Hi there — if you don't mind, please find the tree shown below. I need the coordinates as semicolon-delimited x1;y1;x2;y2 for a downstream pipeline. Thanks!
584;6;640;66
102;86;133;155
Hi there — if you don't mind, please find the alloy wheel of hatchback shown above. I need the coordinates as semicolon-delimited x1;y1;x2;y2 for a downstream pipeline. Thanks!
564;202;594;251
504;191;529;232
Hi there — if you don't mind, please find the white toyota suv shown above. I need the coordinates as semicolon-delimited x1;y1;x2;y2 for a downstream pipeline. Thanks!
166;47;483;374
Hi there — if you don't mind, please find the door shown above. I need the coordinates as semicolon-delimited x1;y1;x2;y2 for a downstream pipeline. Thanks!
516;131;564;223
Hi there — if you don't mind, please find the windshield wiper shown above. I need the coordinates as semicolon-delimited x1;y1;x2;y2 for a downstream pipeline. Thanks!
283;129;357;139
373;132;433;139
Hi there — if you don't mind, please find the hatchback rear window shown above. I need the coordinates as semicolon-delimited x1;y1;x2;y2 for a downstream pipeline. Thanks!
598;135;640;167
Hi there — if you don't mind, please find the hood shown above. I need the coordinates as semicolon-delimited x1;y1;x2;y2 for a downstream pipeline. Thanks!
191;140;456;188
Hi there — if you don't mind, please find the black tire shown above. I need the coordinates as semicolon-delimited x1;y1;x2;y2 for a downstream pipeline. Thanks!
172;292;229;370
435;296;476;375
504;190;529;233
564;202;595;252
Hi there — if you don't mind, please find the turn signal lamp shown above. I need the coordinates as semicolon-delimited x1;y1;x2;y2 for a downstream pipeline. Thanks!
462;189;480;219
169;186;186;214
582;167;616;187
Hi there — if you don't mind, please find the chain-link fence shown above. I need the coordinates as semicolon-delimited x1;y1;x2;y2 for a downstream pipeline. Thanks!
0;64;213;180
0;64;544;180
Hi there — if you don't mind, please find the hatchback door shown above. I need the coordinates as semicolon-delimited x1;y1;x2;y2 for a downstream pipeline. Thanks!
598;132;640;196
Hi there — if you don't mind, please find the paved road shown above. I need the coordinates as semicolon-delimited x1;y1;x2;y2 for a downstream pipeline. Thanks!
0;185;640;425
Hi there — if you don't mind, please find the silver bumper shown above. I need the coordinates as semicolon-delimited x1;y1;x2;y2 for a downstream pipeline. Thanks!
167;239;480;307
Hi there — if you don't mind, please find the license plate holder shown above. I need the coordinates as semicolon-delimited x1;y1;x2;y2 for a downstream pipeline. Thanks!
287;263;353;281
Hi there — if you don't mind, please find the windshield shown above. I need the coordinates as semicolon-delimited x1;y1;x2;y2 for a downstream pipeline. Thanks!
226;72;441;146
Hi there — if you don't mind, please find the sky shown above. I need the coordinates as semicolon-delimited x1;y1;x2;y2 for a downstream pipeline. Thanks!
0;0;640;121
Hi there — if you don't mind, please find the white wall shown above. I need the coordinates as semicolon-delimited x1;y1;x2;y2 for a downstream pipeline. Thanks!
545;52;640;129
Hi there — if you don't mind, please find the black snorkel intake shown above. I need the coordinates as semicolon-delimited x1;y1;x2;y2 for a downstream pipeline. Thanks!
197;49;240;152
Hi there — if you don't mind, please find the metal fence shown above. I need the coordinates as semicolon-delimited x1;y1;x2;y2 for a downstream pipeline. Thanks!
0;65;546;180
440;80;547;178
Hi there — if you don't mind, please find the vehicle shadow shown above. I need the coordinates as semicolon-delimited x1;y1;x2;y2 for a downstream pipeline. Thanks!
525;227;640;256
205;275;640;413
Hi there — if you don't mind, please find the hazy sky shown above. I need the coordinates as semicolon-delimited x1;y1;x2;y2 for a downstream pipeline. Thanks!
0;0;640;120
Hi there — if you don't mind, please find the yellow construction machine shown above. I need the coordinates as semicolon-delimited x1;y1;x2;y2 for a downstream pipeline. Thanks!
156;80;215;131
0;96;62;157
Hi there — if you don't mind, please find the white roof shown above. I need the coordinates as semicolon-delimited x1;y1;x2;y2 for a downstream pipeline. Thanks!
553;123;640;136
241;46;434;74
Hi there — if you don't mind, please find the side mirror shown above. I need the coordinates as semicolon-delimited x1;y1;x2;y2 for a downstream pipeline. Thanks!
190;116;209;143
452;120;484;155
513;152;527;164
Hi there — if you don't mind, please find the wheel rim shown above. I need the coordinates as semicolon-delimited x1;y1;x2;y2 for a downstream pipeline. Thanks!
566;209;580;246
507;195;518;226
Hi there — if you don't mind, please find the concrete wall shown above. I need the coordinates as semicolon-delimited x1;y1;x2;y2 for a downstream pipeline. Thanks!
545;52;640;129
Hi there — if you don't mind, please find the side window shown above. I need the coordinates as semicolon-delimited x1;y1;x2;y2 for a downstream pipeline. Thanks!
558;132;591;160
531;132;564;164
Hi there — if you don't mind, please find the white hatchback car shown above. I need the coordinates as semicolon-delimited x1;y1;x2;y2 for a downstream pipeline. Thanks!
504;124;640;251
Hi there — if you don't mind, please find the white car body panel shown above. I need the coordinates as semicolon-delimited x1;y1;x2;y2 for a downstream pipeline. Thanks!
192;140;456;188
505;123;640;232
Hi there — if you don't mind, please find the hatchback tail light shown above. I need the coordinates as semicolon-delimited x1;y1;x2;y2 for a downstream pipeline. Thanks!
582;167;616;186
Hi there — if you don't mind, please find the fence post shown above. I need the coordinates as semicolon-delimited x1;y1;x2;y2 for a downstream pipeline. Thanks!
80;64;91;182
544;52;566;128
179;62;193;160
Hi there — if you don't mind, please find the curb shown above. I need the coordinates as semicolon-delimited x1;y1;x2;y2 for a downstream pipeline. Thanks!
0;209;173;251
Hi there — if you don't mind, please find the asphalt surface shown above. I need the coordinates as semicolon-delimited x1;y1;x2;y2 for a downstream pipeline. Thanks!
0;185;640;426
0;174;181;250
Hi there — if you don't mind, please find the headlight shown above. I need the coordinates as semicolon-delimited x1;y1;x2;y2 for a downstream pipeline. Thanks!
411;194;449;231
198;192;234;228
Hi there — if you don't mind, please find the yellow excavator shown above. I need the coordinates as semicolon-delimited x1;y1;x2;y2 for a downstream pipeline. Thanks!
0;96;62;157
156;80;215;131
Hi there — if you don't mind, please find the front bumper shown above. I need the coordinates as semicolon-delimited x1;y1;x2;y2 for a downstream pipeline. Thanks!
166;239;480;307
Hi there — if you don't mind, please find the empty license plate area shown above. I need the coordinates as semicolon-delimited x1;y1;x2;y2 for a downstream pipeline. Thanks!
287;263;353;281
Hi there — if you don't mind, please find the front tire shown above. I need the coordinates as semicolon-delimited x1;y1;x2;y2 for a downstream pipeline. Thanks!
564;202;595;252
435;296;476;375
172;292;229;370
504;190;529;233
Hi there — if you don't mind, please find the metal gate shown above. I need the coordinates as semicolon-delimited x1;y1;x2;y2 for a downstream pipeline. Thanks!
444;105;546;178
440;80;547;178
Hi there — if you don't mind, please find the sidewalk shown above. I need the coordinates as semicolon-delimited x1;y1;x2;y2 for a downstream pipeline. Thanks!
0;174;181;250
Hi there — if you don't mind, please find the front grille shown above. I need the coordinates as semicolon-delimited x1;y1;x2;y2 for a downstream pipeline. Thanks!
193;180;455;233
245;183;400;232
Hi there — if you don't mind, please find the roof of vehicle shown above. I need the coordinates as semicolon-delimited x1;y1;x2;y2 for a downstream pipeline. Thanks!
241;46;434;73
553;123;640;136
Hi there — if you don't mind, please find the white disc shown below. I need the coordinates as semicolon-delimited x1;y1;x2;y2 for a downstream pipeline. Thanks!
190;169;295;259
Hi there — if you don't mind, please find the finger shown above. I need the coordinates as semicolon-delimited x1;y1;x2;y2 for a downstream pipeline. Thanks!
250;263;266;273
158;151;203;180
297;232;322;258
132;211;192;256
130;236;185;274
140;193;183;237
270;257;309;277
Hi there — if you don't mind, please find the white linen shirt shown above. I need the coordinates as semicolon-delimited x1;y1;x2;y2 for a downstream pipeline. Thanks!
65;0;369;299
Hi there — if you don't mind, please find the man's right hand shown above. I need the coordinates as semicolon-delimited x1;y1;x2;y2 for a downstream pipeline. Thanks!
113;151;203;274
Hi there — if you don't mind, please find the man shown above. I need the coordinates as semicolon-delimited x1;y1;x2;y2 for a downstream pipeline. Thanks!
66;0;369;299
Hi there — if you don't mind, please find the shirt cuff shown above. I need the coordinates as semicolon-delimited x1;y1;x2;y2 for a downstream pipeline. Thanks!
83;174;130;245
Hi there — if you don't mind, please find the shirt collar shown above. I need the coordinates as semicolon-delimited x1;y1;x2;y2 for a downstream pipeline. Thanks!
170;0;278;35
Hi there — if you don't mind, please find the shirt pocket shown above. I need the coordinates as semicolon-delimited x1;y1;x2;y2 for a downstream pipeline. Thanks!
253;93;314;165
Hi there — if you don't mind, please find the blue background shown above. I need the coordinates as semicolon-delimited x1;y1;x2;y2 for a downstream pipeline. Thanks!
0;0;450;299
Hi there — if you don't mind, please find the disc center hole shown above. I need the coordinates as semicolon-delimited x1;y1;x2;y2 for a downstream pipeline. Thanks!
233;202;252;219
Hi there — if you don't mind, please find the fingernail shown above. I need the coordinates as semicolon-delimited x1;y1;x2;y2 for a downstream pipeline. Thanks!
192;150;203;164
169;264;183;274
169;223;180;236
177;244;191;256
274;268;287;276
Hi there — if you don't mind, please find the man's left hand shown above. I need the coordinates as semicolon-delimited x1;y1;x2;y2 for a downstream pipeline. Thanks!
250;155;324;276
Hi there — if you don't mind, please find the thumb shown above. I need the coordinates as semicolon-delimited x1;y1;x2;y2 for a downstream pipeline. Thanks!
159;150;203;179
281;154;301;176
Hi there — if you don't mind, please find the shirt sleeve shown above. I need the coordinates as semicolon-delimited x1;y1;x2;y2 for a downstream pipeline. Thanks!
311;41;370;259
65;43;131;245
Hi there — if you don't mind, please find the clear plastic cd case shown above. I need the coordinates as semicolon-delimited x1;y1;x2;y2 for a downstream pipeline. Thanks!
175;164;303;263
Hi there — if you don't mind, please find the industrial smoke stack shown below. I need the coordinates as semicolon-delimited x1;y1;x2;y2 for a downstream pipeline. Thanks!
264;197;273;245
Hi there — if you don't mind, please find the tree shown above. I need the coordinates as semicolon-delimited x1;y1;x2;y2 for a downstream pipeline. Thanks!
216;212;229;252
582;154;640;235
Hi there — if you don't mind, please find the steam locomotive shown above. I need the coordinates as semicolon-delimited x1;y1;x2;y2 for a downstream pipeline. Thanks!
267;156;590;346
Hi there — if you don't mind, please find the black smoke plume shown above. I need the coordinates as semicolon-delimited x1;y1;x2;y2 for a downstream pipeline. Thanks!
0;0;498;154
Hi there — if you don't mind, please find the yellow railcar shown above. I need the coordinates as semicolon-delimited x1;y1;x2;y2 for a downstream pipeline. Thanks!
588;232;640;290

==================================================

Recast the stretch of rows from the line containing "the shirt cuff" through the line containing "175;164;303;263", both included, as a numbered list, and leave out any blank lines.

1. Hi there — if you don't mind, please find the shirt cuff shown above. I need the coordinates as semicolon-delimited x1;y1;x2;y2 for a downstream pipeline. Thanks!
2. 83;174;130;245
3. Hi there — if you don't mind, please find the shirt collar shown above. I need the coordinates as semicolon-delimited x1;y1;x2;y2 for a downstream pipeline. Thanks!
4. 170;0;278;35
5. Hi there — if you don't mind, please find the shirt pocket shown above. I need the coordinates as semicolon-delimited x1;y1;x2;y2 for a downstream pipeline. Thanks!
6. 253;93;314;165
7. Hi there — if you don't mind, please find the blue background shown above. I need the coordinates as semicolon-delimited x1;y1;x2;y2 for a downstream pipeline. Thanks!
8. 0;0;450;299
9. Hi there — if you don't mind, please find the disc center hole shown above. I need the coordinates as semicolon-delimited x1;y1;x2;y2 for a downstream pipeline. Thanks!
10. 233;202;252;219
11. Hi there — if you don't mind, please find the fingernail shown above. I need the coordinates as semicolon-delimited x1;y1;x2;y2 for a downstream pipeline. Thanks!
12. 192;150;203;164
13. 169;264;183;274
14. 169;223;180;236
15. 177;244;191;256
16. 274;268;287;276
17. Hi there — if you don't mind, please find the man's left hand shown above. I need the coordinates as semicolon-delimited x1;y1;x2;y2 for a downstream pipeline. Thanks!
18. 250;155;324;276
19. Hi there — if you don't mind, please find the thumb shown above. I need the coordinates as semicolon-delimited x1;y1;x2;y2 for a downstream pipeline. Thanks!
20. 159;150;203;179
21. 281;154;301;176
22. Hi there — if you don't mind, please find the shirt sleeve shown above. I need the coordinates as semicolon-delimited x1;y1;x2;y2 for a downstream pipeline. Thanks!
23. 311;41;370;259
24. 65;43;131;245
25. Hi there — if you don't mind, please find the clear plastic cd case shown above. I need the coordinates as semicolon-delimited x1;y1;x2;y2 for a downstream pipeline. Thanks!
26. 175;164;303;263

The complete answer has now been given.